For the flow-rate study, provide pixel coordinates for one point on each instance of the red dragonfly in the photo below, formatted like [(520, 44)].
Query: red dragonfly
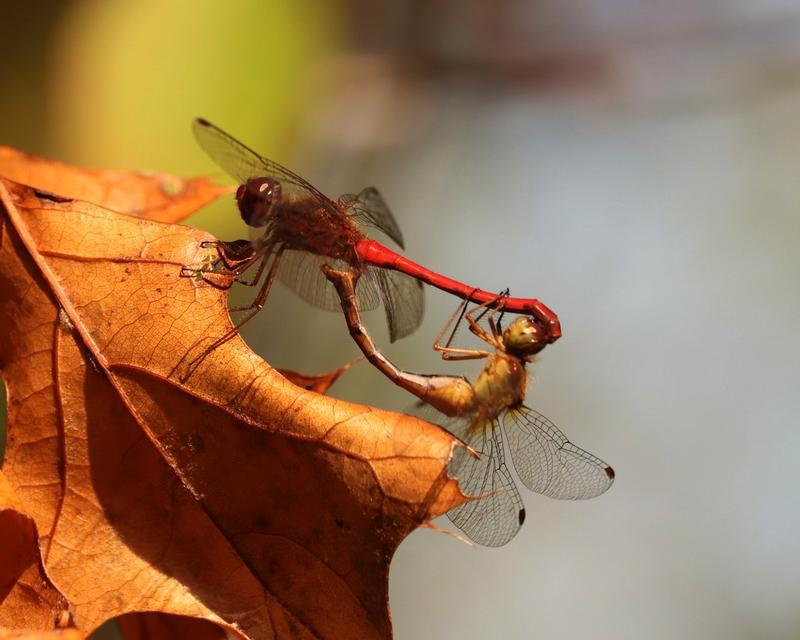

-------------------------

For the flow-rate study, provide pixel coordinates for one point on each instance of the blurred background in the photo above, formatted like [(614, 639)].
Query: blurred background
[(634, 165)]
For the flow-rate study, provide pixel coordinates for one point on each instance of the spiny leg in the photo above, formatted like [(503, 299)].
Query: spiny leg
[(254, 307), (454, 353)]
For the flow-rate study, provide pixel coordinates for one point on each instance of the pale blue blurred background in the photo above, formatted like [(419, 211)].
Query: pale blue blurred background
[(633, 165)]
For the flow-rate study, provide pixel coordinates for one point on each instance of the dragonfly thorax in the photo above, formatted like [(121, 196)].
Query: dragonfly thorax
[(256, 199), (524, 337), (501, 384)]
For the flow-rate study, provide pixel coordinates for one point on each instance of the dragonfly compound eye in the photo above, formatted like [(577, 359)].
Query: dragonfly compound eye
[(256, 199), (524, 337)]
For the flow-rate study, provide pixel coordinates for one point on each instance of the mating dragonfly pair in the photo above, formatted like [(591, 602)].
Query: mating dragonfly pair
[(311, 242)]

-------------------------

YOUR ASSIGNMENT =
Search the data above for the string "rate" and return every line that has it.

TASK OUTPUT =
For the flow-rate study, provide pixel coordinates for one point on each instance of the red dragonfly in the photo below, formatted like [(520, 44)].
For the flow-rate study, provide pixel coordinates for one point on each instance of the blurred background in the photo above, formatted like [(614, 639)].
For the flow-rate study, provide pixel coordinates for one point on each instance of the spiny leg in the photo above, formatted like [(503, 299)].
For the flow-rate study, provide pixel coordinates for one point on each instance of the pale blue blurred background in the photo above, formatted like [(419, 211)].
For the flow-rate study, provide pixel coordinates for one point on each instance of the dragonfly thorax in the photo above, formatted like [(121, 196)].
For the flow-rate study, provide pixel coordinates for one point on each instance of the dragonfly compound eye in the photo above, formatted like [(577, 359)].
For the flow-rate study, provide pixel coordinates for one point on each instance of the mating dragonfly pair in the photo above, formatted like [(591, 602)].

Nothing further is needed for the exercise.